### EXERCISE DIRECTIONS
Line by line, check the data for the string "sofa" and state how many lines have it, nothing more.

Dataset entries
#####

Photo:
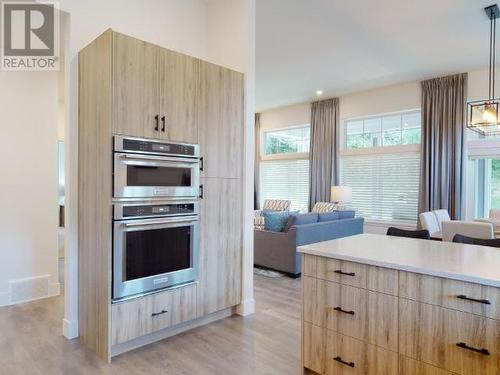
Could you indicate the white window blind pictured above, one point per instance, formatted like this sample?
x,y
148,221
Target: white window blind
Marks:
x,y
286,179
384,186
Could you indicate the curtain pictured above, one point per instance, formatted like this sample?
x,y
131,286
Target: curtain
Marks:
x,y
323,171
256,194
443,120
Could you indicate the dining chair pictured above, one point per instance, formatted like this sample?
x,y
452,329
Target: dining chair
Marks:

#####

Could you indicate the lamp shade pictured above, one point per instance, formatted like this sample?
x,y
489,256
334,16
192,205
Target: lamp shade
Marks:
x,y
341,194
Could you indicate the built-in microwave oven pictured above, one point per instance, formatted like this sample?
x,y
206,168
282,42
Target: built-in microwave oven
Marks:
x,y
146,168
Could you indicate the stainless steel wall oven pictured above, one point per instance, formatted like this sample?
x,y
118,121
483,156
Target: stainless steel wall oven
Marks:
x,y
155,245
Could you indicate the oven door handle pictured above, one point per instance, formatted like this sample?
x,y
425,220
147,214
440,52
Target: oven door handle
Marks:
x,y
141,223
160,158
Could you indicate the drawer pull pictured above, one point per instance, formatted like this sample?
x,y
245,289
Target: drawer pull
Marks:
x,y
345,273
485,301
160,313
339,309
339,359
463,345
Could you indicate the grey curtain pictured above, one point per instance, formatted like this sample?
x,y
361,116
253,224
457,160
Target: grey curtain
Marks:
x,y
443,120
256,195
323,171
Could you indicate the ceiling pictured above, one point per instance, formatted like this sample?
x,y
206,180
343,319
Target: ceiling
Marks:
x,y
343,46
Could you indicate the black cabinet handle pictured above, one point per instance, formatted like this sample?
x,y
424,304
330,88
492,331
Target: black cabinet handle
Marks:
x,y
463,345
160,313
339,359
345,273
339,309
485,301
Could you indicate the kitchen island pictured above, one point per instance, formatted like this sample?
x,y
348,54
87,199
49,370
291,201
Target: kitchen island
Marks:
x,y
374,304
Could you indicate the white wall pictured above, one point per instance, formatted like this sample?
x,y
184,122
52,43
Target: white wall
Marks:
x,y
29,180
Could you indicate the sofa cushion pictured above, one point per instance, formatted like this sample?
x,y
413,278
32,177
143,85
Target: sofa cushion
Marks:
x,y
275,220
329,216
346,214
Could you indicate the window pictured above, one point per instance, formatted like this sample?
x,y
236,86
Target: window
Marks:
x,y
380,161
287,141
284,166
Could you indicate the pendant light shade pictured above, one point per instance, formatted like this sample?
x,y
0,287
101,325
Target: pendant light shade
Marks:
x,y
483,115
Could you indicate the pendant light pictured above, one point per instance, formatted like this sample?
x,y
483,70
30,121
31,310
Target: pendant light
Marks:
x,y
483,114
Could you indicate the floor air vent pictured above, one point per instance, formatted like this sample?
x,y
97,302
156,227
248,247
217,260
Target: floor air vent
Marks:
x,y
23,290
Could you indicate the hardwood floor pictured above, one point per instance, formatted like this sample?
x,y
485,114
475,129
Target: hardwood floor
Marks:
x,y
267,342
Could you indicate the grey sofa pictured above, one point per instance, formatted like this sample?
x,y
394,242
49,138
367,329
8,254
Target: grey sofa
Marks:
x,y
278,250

#####

### EXERCISE RESPONSE
4